WHAT THE EXERCISE ASKS: Copy out all the records below, replacing "one per instance" with "a single point for each instance" everywhere it occurs and leaving every other word unchanged.
..........
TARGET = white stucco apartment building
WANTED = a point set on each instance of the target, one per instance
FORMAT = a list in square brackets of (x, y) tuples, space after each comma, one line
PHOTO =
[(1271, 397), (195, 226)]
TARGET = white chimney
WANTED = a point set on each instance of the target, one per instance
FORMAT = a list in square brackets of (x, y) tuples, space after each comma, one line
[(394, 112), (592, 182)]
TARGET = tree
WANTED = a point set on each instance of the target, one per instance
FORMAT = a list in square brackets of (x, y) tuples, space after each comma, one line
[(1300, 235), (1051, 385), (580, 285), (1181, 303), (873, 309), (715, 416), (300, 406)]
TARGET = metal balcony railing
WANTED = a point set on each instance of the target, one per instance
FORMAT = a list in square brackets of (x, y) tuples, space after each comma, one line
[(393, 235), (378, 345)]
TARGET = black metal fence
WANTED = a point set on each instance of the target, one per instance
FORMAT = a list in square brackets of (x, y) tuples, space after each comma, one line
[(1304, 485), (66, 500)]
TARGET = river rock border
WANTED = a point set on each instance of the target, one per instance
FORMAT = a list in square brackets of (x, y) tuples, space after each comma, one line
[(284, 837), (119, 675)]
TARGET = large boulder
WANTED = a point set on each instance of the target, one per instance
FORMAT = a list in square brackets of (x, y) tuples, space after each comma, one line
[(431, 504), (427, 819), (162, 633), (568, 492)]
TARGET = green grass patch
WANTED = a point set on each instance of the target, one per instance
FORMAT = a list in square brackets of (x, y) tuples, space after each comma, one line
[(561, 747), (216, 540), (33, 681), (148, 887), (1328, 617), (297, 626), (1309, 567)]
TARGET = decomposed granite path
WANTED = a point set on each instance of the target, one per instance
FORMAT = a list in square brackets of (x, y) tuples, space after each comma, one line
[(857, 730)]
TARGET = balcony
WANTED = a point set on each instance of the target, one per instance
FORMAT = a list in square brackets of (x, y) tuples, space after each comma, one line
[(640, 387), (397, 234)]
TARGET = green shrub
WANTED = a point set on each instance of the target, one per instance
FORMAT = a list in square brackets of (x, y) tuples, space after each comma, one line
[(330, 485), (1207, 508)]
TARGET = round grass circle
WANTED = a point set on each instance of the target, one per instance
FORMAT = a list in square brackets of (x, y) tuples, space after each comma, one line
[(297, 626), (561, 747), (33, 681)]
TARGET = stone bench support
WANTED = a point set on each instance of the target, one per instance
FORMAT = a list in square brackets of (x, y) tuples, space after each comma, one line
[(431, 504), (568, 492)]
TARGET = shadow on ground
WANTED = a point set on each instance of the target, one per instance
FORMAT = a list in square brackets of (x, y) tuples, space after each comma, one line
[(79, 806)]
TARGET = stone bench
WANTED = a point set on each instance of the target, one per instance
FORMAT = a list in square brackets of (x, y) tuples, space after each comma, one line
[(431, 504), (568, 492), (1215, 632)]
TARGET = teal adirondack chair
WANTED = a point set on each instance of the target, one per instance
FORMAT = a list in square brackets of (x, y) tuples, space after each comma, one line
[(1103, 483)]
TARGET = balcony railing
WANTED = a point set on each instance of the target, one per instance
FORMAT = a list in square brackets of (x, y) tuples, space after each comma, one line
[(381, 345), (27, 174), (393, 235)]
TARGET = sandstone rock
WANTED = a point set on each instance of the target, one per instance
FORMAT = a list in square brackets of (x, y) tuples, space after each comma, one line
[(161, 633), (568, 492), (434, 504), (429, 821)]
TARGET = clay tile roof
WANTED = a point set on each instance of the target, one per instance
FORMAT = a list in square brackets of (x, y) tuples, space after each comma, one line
..........
RESPONSE TO THIS EXERCISE:
TARGET = white stucco apartment building
WANTED = a point set on each instance of the target, a single point for each instance
FORMAT = a list in square brackets of (x, y) tuples, space after each comma, one line
PHOTO =
[(1271, 397), (195, 226)]
TARGET = white chimney
WANTED = a point set on each instance of the target, a single point for each instance
FORMAT = a list in square brackets of (x, y) tuples, space after each comma, one line
[(394, 112), (592, 182)]
TARGET = tree
WANTED = a point set on each instance of the target, a single point for each instance
FORMAT = a list in square brackets of (x, y) tuples, space after each comma, one line
[(1300, 235), (1051, 385), (580, 285), (1181, 303), (873, 309), (715, 416), (300, 406)]
TARGET = metal balcony railing
WANTED = a point set on each instance of the target, a single point for each instance
FORMAT = a list in square brackets of (x, y) tuples, space after each comma, one line
[(393, 235), (378, 345)]
TARGET = black metal fence
WANTED = a point set on each instance of the target, a single point for each instance
FORMAT = a list in square brackets of (x, y) tuples, space after each comma, one line
[(1304, 485), (66, 500)]
TARGET = river rock border
WANTED = a point set on each instance of the target, a single point for each instance
FORMAT = a list in square brackets of (x, y) tuples, space after each comma, one line
[(284, 837), (119, 675)]
TARGET = large boulder
WANTED = a point set on each instance of the target, a single point for each instance
FORMAT = a list in square brackets of (x, y) tuples, space after each comma, one line
[(431, 504), (427, 819), (162, 633), (568, 492)]
TARGET = green grass patch
WANTED = a point set on each instance of the target, a single point for each instance
FORMAT = a list in square brackets of (x, y) tuples, space after each comma, one line
[(561, 747), (216, 540), (33, 681), (148, 887), (1328, 617), (297, 626), (1309, 567)]
TARGET = decomposed granite path
WANTED = a point set on each instance of the target, a single point for each instance
FORMAT = a list in square brackets of (x, y) tuples, space after each comma, one line
[(857, 730)]
TARGET = balcony
WANTED = a point set on each instance of the target, a single point for each instance
FORMAT = a list in square brackets of (x, y) tuples, space after each comma, one line
[(640, 387), (397, 234)]
TARGET = green shrub
WANTED = a point set on each instance of the target, a single point for each instance
FORMAT = a list in square brackets of (x, y) tuples, space after each comma, one line
[(330, 485), (1207, 508)]
TARGET = round grass circle
WANTED = a point set on each instance of the target, a single point for each instance
FORMAT = a list in square brackets of (x, y) tuples, space after each comma, one line
[(297, 626), (561, 747), (33, 681)]
TARGET = stone bench support
WANTED = a point set on each instance of the target, a single point for each instance
FORMAT = a list in square brackets of (x, y) tuples, space after each comma, one line
[(431, 504), (568, 492)]
TARGET = shadow on ground
WANTED = a point set on each instance of the target, a single point for each instance
FORMAT = a list in square brackets of (x, y) tuples, space after each comma, one line
[(79, 806)]
TARGET = stone bench
WANTED = a point set on each instance of the target, a single point for each instance
FORMAT = a list in square brackets of (x, y) tuples, space after each comma, one line
[(431, 504), (568, 492), (1215, 632)]
TARGET = teal adirondack chair
WANTED = a point set on each instance of the target, a single point for each instance
FORMAT = a list in square brackets of (x, y) tuples, space after each comma, one line
[(1103, 483)]
TARGET = balcony railing
WANTED = a point set on each instance of the target, a single point for each instance
FORMAT = a list in square brackets of (x, y) tuples, space after each comma, one line
[(381, 345), (27, 174), (393, 235)]
TARGET = sandstone rock
WANTED = a point set on each instance of the target, a single point for each instance
FORMAT = a list in square brackets of (x, y) tuples, space after each comma, one line
[(161, 633), (568, 492), (434, 504), (429, 821)]
TARGET = clay tile roof
WANTED = a point set on each instance of the target, a single point for each instance
FORMAT = a list in square brackets of (x, y) tuples, space after each comma, one line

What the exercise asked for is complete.